Output the data from its beginning through the line containing "M 31 240 L 31", inclusive, as a JSON list of strings with one string per line. Leave out blank lines and the pictures.

==*==

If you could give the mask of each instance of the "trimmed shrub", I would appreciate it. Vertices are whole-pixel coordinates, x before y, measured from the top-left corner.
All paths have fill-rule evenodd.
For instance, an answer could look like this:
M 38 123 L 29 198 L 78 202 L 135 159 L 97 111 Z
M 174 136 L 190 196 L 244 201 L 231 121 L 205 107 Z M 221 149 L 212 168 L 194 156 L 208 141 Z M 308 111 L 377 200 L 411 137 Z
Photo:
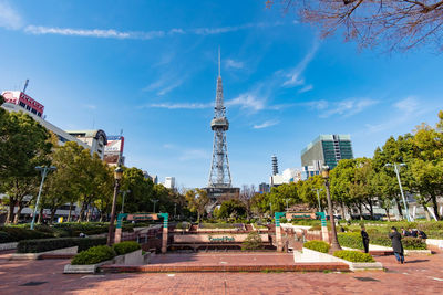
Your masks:
M 31 240 L 31 239 L 48 239 L 52 238 L 51 233 L 41 232 L 38 230 L 28 230 L 19 226 L 0 226 L 0 231 L 6 232 L 8 234 L 3 235 L 3 239 L 0 240 L 1 243 L 9 242 L 19 242 L 21 240 Z
M 339 250 L 333 252 L 333 255 L 350 262 L 375 262 L 371 254 L 358 251 Z
M 338 233 L 337 238 L 339 239 L 339 243 L 342 246 L 363 249 L 363 241 L 361 239 L 360 232 L 342 232 Z
M 115 257 L 115 252 L 107 245 L 93 246 L 76 254 L 72 261 L 72 265 L 96 264 Z
M 262 249 L 261 238 L 257 232 L 250 232 L 245 241 L 241 243 L 243 251 L 254 251 Z
M 303 244 L 303 247 L 315 250 L 315 251 L 318 251 L 321 253 L 328 253 L 330 245 L 327 242 L 313 240 L 313 241 L 306 242 Z
M 126 253 L 134 252 L 134 251 L 141 249 L 141 246 L 137 242 L 126 241 L 126 242 L 121 242 L 121 243 L 114 244 L 112 246 L 112 249 L 114 249 L 114 251 L 117 255 L 123 255 Z
M 106 244 L 105 238 L 60 238 L 60 239 L 41 239 L 41 240 L 23 240 L 17 245 L 18 253 L 40 253 L 56 249 L 79 246 L 78 252 L 87 250 L 95 245 Z
M 418 238 L 405 236 L 402 239 L 402 243 L 406 250 L 426 250 L 426 243 Z

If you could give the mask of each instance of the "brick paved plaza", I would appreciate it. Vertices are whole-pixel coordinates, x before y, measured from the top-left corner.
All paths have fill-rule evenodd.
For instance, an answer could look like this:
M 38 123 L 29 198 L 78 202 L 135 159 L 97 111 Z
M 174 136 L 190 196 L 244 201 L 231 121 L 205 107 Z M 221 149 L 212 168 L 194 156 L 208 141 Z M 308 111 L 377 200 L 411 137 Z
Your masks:
M 207 261 L 236 261 L 234 254 L 203 254 Z M 198 257 L 199 256 L 199 257 Z M 238 261 L 245 261 L 238 254 Z M 222 259 L 220 259 L 222 257 Z M 280 260 L 284 259 L 281 256 Z M 62 274 L 65 260 L 9 261 L 0 255 L 0 294 L 442 294 L 443 253 L 377 257 L 387 272 L 359 273 L 106 273 Z M 165 257 L 157 262 L 174 263 Z M 196 256 L 196 261 L 202 255 Z M 177 262 L 183 263 L 183 262 Z M 281 263 L 281 261 L 280 261 Z M 284 262 L 287 263 L 287 262 Z M 41 283 L 27 286 L 28 283 Z M 32 283 L 31 283 L 32 284 Z

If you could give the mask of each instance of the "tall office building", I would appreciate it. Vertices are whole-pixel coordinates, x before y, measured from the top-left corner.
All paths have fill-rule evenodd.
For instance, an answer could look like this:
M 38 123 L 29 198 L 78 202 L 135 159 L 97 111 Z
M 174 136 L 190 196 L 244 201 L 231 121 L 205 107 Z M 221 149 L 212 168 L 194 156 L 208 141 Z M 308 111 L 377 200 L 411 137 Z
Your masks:
M 320 135 L 301 150 L 301 166 L 316 166 L 318 169 L 322 165 L 333 169 L 339 160 L 352 158 L 350 135 Z

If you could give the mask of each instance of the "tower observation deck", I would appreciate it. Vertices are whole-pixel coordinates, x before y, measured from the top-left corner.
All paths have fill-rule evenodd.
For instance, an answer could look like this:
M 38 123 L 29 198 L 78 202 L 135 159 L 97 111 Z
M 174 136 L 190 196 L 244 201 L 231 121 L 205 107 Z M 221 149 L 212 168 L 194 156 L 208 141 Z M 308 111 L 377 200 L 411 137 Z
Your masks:
M 214 148 L 207 188 L 208 197 L 212 199 L 219 199 L 223 194 L 238 196 L 239 189 L 233 188 L 229 170 L 228 149 L 226 143 L 226 131 L 229 129 L 229 122 L 226 118 L 226 107 L 223 98 L 220 52 L 218 52 L 217 91 L 210 129 L 214 131 Z

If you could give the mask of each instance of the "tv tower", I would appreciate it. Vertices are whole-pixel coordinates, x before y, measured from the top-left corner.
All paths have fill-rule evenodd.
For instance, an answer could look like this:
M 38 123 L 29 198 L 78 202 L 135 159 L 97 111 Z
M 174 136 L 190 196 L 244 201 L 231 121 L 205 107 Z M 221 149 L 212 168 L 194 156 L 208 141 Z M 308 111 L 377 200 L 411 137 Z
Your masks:
M 209 172 L 209 188 L 230 188 L 231 179 L 228 161 L 228 148 L 226 144 L 226 131 L 229 122 L 226 118 L 226 107 L 223 102 L 223 85 L 220 74 L 220 49 L 218 48 L 218 77 L 215 98 L 214 119 L 210 122 L 214 130 L 213 161 Z

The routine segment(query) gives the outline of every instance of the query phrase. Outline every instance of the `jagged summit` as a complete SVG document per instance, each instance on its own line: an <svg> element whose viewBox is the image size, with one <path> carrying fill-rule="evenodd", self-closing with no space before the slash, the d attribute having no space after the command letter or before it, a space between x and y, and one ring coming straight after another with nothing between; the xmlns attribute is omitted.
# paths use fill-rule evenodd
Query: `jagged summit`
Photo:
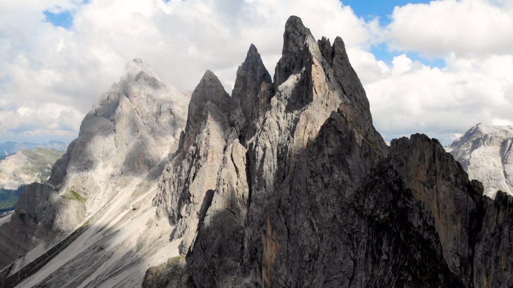
<svg viewBox="0 0 513 288"><path fill-rule="evenodd" d="M161 80L161 75L156 72L155 67L141 58L134 58L127 63L126 67L127 73L132 76L134 77L140 73L144 72L159 81Z"/></svg>
<svg viewBox="0 0 513 288"><path fill-rule="evenodd" d="M256 47L251 44L237 69L230 102L230 123L244 142L254 135L272 94L272 80Z"/></svg>
<svg viewBox="0 0 513 288"><path fill-rule="evenodd" d="M52 248L21 285L513 286L513 198L483 197L426 135L387 146L341 38L292 16L275 71L251 45L232 96L207 71L188 114L157 78L123 78L54 166L57 190L31 185L1 226L16 262L0 276Z"/></svg>
<svg viewBox="0 0 513 288"><path fill-rule="evenodd" d="M9 268L14 273L84 221L105 216L116 201L129 199L142 178L156 181L161 172L150 171L177 148L188 98L140 59L127 69L86 115L48 183L33 183L20 196L23 201L0 230L0 268L15 260Z"/></svg>
<svg viewBox="0 0 513 288"><path fill-rule="evenodd" d="M315 42L310 29L303 25L299 17L295 16L289 17L283 34L282 58L274 70L275 90L289 76L301 72L303 62L310 57L310 53L317 55L315 48L312 45Z"/></svg>

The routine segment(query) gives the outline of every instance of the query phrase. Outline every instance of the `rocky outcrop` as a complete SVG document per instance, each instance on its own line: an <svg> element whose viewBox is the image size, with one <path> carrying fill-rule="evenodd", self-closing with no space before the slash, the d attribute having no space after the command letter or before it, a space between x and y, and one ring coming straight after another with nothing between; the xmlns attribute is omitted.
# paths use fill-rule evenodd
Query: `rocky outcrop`
<svg viewBox="0 0 513 288"><path fill-rule="evenodd" d="M33 182L46 182L64 152L37 148L22 150L0 160L0 188L16 190Z"/></svg>
<svg viewBox="0 0 513 288"><path fill-rule="evenodd" d="M158 177L161 162L177 148L188 95L140 59L129 62L127 72L86 116L48 183L31 184L20 195L10 222L0 227L0 269L16 260L9 268L14 273L79 227L94 224L120 194L130 195L134 183Z"/></svg>
<svg viewBox="0 0 513 288"><path fill-rule="evenodd" d="M230 96L210 71L196 87L189 104L185 133L179 151L164 169L157 213L176 227L183 249L192 244L215 189L216 174L229 136Z"/></svg>
<svg viewBox="0 0 513 288"><path fill-rule="evenodd" d="M499 190L513 195L513 127L480 123L445 148L470 179L483 182L492 198Z"/></svg>
<svg viewBox="0 0 513 288"><path fill-rule="evenodd" d="M511 285L513 198L483 195L436 139L387 146L340 37L291 17L273 81L251 45L232 97L207 71L186 121L185 97L127 68L0 228L2 259L25 253L2 285Z"/></svg>
<svg viewBox="0 0 513 288"><path fill-rule="evenodd" d="M211 200L196 208L202 220L173 214L180 211L173 205L199 192L209 195L204 188L164 184L195 174L163 175L155 202L161 216L193 223L194 237L184 238L181 257L147 271L143 287L509 281L509 266L501 265L513 249L511 198L484 197L481 184L469 180L436 139L416 134L386 146L342 39L315 42L292 16L272 85L263 67L252 46L238 71L226 143L209 151L224 156L212 171ZM180 162L204 157L188 155ZM485 256L494 253L505 256Z"/></svg>

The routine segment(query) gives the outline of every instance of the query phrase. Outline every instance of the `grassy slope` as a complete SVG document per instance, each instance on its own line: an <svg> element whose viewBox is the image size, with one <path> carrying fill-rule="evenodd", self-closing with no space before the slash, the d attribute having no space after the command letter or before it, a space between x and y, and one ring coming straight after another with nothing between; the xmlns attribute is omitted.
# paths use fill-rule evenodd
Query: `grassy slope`
<svg viewBox="0 0 513 288"><path fill-rule="evenodd" d="M41 173L42 180L50 177L52 166L64 154L62 151L41 148L35 150L23 150L22 153L29 158L30 172Z"/></svg>
<svg viewBox="0 0 513 288"><path fill-rule="evenodd" d="M21 152L29 159L28 167L30 171L27 172L34 174L41 173L40 180L41 182L44 182L50 177L52 166L64 154L62 151L46 148L23 150ZM20 186L15 190L0 188L0 214L14 210L18 201L18 196L25 189L25 185Z"/></svg>

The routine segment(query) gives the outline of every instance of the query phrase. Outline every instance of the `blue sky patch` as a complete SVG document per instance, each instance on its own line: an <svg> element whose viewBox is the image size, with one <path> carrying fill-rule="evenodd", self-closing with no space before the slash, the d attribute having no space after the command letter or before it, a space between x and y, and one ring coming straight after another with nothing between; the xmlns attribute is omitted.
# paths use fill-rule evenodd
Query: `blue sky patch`
<svg viewBox="0 0 513 288"><path fill-rule="evenodd" d="M71 11L63 11L58 13L53 13L46 10L43 11L43 13L45 14L46 21L54 26L69 29L73 26L73 15Z"/></svg>
<svg viewBox="0 0 513 288"><path fill-rule="evenodd" d="M391 15L396 6L404 6L408 3L427 4L429 0L341 0L344 6L349 6L359 17L370 20L379 16L380 24L386 26L390 24L388 15Z"/></svg>

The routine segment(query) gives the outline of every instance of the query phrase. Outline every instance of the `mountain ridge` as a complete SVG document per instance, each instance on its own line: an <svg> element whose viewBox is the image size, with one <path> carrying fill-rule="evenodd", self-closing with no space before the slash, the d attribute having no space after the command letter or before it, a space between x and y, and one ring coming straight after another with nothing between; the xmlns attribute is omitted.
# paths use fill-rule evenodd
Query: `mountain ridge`
<svg viewBox="0 0 513 288"><path fill-rule="evenodd" d="M273 80L252 45L231 97L207 71L187 110L143 63L0 226L3 281L76 233L15 284L513 285L513 197L483 196L436 139L387 146L342 38L291 16Z"/></svg>

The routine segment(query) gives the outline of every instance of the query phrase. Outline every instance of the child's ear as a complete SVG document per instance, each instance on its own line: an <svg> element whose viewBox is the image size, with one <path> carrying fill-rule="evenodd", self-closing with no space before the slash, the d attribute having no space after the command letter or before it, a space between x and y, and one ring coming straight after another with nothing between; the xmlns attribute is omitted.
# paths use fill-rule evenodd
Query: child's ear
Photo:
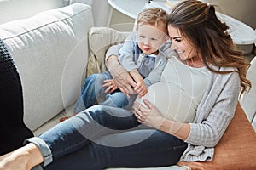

==*==

=== THE REPLY ===
[
  "If you could give the mask of each instance of the \"trimmed shrub\", I would appreciate it. Vertices are whole-pixel coordinates, x before y, measured from the top-left corner.",
  "All paths have fill-rule evenodd.",
  "For instance, an answer could look like this:",
  "M 38 123 L 29 198 L 78 202 L 135 159 L 97 111 Z",
  "M 174 136 L 190 196 L 244 201 L 231 121 L 205 107 Z M 221 149 L 212 168 L 194 156 L 208 141 Z M 308 111 L 377 200 L 411 137 Z",
  "Photo:",
  "Your masks:",
  "M 31 240 L 31 239 L 48 239 L 52 238 L 51 233 L 41 232 L 38 230 L 28 230 L 19 226 L 0 226 L 0 231 L 6 232 L 8 234 L 3 235 L 3 239 L 0 240 L 1 243 L 9 242 L 19 242 L 21 240 Z"
]